**Action item**
Please transcribe the passage on the triskelion and genre, starting at "From the word" and continuing up to and including "the central junction.".

**Passage provided**
From the word labyrinth I would like to step to the ancient Celtic symbol, the triskelion. On the Isle of Man it takes the form of three conjoined legs, an endlessly bounding wheel; in Brittany, where its shape is more stylized, the three branches open to spirals (or labyrinths). To someone inside any one of the spirals — call them the three genres, fantasy, science fiction, and horror — the limits of genre would appear to be defined by that labyrinth; but at the center, where all three labyrinths join, one can see that all three form parts of a unity. It seems to me that Clute has been working towards a unified critical approach to the three genres. That the ostensible subject of The Darkening Garden is horror is entirely appropriate: in Sicily, the triskelion takes the form of three legs with gorgon’s head at the central junction.

I mentioned Sheckley before. In a 1982 short story “The Eye of Reality”, he wrote, “Looking into the stone, a man may see all that is or was or may be. [. . .] ‘Understanding is sensuous,’ said the third man, an artist. [. . .] ‘Like you,’ he said, ‘I saw pretty much what I always see.’”

**Provided information**
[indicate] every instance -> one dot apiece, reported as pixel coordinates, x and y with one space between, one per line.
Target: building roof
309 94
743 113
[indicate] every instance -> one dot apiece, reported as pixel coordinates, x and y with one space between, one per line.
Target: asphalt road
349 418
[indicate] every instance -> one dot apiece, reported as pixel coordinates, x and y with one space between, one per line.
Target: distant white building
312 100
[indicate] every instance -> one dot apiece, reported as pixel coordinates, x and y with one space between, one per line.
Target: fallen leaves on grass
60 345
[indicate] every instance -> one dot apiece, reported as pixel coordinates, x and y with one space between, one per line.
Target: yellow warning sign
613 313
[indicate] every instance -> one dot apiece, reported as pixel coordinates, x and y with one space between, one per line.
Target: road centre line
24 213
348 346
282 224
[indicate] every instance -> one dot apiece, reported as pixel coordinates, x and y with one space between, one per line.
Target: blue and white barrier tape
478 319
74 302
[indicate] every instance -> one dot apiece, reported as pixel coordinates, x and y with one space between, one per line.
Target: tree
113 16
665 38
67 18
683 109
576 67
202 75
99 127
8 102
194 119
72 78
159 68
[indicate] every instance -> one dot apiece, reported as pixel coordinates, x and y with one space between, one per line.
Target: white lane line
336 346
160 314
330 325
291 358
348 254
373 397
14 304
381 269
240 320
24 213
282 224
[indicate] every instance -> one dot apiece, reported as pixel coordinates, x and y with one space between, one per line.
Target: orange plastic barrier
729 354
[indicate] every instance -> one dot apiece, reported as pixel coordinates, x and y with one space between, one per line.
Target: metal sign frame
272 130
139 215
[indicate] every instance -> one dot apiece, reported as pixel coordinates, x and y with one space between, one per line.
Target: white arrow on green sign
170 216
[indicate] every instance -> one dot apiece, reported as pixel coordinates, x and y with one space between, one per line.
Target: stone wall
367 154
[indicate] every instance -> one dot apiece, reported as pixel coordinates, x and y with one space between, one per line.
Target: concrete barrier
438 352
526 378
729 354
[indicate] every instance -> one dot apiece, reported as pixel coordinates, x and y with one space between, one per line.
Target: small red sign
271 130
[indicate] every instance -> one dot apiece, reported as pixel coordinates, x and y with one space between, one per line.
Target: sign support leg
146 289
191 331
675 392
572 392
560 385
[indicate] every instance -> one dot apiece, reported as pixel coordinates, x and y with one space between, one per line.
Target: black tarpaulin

**Response area**
From the word labyrinth I would like to step to the ancient Celtic symbol, the triskelion. On the Isle of Man it takes the form of three conjoined legs, an endlessly bounding wheel; in Brittany, where its shape is more stylized, the three branches open to spirals (or labyrinths). To someone inside any one of the spirals — call them the three genres, fantasy, science fiction, and horror — the limits of genre would appear to be defined by that labyrinth; but at the center, where all three labyrinths join, one can see that all three form parts of a unity. It seems to me that Clute has been working towards a unified critical approach to the three genres. That the ostensible subject of The Darkening Garden is horror is entirely appropriate: in Sicily, the triskelion takes the form of three legs with gorgon’s head at the central junction.